* Start Data in this exercise *

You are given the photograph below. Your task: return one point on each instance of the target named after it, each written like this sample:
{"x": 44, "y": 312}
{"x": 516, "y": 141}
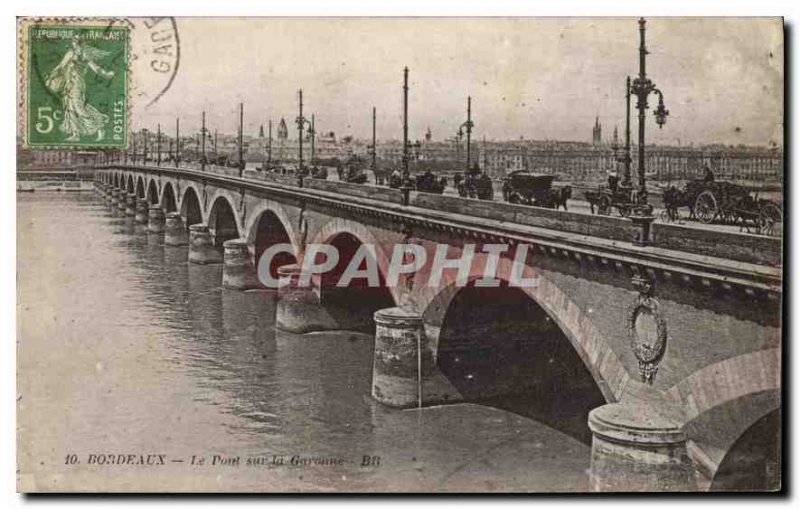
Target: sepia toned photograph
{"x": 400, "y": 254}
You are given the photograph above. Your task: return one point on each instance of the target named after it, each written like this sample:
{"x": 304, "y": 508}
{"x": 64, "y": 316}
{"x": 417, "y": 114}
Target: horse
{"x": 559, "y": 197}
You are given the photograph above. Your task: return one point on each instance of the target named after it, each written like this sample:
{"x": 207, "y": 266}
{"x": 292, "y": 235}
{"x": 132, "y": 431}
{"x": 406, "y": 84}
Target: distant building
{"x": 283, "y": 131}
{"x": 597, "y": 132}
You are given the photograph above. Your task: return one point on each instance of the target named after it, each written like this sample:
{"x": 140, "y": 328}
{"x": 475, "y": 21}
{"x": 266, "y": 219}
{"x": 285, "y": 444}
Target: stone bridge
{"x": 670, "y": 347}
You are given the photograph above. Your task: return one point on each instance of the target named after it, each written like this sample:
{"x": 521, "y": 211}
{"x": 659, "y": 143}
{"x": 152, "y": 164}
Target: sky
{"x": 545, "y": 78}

* End Data in this exercise *

Task statement:
Copy these rows line for line, leaving out the picture.

Exercise result:
You are given the photograph below. Your task: return one point on each instance of the target named after it, each written like this sample:
{"x": 44, "y": 312}
{"x": 516, "y": 141}
Target: sepia toned photograph
{"x": 400, "y": 254}
You are given the photograph above. Your task: return one point on each instance of the target named after it, each written like this sample:
{"x": 304, "y": 508}
{"x": 64, "y": 316}
{"x": 417, "y": 114}
Target: horse
{"x": 559, "y": 197}
You are given the photograph above. Your task: return one point on each instance of the target named after it, each written like this sample:
{"x": 207, "y": 266}
{"x": 292, "y": 235}
{"x": 132, "y": 431}
{"x": 406, "y": 84}
Target: distant building
{"x": 283, "y": 131}
{"x": 597, "y": 132}
You are given the photograph above. Your task: return one point on each instance of the target named after it, each written like this sample:
{"x": 140, "y": 328}
{"x": 475, "y": 21}
{"x": 266, "y": 219}
{"x": 285, "y": 444}
Target: stone bridge
{"x": 670, "y": 347}
You are given the photograph above. Your task: return one point on each instance of the target named after it, each written like this sample:
{"x": 521, "y": 211}
{"x": 659, "y": 143}
{"x": 152, "y": 164}
Target: sky
{"x": 545, "y": 78}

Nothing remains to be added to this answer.